Action item:
Begin with the line that holds "the woman's nose" and repeat each line after it exactly, ending with the last line of the listing.

Entries provided:
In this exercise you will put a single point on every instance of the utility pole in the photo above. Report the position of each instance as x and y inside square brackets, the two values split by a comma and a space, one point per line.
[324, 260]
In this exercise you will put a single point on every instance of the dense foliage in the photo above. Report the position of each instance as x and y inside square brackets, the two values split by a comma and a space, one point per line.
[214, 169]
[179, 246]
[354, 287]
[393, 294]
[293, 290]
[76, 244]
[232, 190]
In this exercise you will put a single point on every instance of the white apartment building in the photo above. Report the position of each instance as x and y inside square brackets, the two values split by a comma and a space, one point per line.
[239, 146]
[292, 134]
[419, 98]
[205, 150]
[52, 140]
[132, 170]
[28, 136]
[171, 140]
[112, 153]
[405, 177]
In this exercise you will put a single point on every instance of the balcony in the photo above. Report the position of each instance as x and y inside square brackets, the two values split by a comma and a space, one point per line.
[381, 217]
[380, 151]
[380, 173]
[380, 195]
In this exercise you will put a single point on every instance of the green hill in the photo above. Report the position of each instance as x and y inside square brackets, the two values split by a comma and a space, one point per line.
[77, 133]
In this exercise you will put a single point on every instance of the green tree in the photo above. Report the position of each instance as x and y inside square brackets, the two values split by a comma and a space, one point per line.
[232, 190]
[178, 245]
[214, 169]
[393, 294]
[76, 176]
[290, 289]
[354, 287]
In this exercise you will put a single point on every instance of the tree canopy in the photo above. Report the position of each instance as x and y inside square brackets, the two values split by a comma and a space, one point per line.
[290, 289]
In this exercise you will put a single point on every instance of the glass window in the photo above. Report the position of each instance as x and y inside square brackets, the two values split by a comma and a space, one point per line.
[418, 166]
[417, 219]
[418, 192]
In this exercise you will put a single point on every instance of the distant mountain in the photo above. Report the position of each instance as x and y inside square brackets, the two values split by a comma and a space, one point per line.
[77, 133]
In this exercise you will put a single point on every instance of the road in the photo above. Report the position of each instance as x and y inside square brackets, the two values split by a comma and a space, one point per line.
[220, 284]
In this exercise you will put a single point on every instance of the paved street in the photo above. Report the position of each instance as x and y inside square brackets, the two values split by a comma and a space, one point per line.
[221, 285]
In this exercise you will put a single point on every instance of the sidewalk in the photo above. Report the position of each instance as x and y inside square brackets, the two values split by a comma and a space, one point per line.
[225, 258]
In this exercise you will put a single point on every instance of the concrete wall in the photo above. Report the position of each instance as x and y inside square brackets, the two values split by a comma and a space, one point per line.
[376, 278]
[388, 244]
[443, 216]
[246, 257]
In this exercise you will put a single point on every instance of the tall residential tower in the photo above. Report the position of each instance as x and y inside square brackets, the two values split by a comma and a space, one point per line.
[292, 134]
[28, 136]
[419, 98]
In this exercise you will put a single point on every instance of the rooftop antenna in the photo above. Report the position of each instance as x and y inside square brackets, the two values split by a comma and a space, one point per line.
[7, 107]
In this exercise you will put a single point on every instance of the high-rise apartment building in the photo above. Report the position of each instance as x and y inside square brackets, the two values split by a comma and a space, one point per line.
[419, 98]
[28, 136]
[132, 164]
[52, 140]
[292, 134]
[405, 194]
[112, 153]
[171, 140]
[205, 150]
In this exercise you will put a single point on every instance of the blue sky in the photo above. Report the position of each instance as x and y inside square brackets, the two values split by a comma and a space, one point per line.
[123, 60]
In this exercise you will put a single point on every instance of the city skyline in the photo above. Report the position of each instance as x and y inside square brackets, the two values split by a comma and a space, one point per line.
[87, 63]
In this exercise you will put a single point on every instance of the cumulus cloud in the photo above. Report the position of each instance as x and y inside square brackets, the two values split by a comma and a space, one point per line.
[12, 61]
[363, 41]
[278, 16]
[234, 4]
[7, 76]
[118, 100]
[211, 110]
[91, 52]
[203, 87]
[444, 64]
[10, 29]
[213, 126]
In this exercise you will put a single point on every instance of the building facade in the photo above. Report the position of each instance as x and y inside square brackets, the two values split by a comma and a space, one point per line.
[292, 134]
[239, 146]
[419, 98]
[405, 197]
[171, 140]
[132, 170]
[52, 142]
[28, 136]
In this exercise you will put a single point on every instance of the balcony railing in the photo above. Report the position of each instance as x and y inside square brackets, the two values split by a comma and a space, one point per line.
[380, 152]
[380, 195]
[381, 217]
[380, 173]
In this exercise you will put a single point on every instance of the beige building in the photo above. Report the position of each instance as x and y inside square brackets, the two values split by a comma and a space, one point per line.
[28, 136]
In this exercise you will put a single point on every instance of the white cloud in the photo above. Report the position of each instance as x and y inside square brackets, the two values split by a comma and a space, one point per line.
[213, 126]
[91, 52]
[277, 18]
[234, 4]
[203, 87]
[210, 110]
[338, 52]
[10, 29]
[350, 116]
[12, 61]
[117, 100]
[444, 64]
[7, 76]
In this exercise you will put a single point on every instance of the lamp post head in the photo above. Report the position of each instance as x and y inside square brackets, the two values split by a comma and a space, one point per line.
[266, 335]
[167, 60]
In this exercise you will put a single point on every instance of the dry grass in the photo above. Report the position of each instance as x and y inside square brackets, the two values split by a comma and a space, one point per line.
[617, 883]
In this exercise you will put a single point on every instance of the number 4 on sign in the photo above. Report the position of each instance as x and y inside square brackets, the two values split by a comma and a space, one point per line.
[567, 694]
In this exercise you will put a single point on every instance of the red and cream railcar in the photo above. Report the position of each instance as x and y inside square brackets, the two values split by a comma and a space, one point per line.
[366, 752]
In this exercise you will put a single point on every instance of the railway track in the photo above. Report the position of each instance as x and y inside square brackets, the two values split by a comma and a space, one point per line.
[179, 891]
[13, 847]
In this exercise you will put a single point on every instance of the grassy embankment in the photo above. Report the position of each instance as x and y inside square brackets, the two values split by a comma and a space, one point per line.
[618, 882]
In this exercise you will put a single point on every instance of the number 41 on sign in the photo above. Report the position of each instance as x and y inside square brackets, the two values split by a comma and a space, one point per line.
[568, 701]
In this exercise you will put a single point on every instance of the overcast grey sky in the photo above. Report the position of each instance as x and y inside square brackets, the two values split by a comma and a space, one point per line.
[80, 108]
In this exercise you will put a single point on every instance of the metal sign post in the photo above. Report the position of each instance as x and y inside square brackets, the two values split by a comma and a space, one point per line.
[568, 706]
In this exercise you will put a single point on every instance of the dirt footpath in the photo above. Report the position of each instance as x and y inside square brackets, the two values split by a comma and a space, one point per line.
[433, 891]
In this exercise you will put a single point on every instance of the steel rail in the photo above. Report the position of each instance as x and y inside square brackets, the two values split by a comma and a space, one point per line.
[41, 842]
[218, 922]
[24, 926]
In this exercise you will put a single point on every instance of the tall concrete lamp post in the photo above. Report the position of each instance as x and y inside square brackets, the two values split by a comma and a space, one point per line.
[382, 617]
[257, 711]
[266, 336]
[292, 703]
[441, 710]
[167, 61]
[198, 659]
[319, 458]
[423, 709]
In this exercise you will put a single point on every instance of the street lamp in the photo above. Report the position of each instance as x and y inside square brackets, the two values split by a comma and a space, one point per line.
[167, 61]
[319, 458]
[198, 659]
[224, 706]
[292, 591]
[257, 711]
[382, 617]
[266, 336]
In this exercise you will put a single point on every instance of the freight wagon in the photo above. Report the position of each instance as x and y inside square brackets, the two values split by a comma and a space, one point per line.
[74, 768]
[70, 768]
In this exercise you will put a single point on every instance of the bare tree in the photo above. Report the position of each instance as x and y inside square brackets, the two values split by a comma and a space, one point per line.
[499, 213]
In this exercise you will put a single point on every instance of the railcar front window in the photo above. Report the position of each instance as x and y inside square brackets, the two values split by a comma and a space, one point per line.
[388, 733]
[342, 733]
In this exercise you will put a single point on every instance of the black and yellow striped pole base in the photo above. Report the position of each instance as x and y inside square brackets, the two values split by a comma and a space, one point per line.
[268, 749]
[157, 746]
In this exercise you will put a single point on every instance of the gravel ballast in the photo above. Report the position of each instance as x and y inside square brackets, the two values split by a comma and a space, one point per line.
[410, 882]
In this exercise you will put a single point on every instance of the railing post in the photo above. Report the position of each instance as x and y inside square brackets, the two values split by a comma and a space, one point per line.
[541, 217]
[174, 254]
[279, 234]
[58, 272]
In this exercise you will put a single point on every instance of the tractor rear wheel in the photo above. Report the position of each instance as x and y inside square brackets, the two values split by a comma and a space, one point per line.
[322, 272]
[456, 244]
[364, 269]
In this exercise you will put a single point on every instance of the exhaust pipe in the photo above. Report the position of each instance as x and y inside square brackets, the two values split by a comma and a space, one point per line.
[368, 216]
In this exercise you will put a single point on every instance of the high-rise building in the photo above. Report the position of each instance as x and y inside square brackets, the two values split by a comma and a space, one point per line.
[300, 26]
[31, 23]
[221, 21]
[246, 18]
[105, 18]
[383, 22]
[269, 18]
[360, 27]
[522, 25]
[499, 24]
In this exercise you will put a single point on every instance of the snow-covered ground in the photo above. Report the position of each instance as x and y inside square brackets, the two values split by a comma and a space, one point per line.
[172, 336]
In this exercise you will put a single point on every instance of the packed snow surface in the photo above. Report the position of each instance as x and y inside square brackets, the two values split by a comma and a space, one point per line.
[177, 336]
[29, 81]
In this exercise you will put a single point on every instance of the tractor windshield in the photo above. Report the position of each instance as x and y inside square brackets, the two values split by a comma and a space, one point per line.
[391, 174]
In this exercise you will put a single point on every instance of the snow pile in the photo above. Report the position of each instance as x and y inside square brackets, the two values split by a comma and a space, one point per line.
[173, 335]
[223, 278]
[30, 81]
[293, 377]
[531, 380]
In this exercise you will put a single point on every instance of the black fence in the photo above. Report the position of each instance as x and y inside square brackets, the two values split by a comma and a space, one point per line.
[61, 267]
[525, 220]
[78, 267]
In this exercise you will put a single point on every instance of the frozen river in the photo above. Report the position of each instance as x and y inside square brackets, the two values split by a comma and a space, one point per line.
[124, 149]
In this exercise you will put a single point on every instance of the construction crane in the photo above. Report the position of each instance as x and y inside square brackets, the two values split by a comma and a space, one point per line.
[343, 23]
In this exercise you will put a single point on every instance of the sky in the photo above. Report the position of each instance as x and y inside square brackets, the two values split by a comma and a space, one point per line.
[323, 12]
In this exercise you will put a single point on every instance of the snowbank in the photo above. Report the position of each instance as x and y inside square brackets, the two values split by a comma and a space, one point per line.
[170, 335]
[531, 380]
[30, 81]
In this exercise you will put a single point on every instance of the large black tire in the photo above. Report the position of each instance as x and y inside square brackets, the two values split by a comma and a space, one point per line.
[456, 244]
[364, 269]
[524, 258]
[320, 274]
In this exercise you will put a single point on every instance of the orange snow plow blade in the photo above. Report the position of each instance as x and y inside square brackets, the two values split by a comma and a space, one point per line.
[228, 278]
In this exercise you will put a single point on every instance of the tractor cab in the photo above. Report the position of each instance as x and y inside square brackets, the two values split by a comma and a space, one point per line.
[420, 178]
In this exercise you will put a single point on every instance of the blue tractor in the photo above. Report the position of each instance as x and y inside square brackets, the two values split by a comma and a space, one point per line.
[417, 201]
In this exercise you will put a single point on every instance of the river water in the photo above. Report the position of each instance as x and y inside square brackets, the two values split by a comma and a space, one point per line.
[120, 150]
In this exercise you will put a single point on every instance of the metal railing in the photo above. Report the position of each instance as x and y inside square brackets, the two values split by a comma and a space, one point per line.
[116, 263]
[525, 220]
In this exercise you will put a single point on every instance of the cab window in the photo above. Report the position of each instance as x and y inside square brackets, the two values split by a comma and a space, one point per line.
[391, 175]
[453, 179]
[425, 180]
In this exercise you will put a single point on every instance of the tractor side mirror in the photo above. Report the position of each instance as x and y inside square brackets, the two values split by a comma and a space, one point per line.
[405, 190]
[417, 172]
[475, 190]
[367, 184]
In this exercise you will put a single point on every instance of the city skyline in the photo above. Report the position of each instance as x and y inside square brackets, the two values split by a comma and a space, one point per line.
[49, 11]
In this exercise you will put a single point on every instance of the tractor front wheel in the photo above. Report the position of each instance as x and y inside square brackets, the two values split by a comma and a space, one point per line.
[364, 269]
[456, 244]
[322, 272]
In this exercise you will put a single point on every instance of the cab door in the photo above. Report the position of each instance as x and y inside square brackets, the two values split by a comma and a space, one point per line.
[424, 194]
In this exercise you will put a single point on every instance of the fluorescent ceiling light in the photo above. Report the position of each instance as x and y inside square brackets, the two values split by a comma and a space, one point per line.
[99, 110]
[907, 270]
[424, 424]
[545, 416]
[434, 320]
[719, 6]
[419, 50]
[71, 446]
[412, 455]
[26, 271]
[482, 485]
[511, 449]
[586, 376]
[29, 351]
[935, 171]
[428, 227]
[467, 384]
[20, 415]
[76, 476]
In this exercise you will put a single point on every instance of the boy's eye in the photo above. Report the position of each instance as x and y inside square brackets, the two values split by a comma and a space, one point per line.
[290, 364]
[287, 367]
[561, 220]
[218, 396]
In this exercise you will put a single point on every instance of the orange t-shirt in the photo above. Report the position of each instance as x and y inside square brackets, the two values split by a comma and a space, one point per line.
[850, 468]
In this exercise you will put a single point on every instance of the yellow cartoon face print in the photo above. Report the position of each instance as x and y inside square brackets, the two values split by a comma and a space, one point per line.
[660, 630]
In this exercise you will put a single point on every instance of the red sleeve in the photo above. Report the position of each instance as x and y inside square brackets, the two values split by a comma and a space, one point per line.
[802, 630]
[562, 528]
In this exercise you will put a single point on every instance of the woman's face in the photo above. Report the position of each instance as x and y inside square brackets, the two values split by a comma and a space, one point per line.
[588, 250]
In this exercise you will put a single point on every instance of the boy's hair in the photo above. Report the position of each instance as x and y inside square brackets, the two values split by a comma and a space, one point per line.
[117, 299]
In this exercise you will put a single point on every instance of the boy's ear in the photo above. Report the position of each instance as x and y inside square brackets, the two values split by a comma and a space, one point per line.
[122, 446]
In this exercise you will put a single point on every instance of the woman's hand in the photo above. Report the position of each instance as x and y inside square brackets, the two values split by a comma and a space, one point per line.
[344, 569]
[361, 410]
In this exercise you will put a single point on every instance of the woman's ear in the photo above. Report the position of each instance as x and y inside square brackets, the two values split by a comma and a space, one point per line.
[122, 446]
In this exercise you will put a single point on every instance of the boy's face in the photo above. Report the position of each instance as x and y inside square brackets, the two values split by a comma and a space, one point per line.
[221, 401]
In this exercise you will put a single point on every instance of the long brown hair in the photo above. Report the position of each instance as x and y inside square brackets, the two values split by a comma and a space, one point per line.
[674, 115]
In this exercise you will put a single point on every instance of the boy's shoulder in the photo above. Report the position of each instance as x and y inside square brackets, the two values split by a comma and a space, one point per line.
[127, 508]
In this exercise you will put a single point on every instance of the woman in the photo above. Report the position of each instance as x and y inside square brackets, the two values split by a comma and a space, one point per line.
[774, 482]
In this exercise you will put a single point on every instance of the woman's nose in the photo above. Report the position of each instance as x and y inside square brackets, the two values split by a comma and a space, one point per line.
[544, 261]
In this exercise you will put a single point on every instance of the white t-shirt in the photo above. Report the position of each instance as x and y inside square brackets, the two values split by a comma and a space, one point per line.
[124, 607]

Exercise solution:
In this exercise you will put a single point on every instance of the woman's nose in the photo above. Report the position of each instance as x and y inside square brackets, the two values split by a comma and a space, one point per line.
[544, 261]
In this exercise you will put a single point on every instance of the white t-shirt in the photo above. Report the position of each instance as x and y inside square brackets, the two values split by a comma and a space, one point per line.
[124, 607]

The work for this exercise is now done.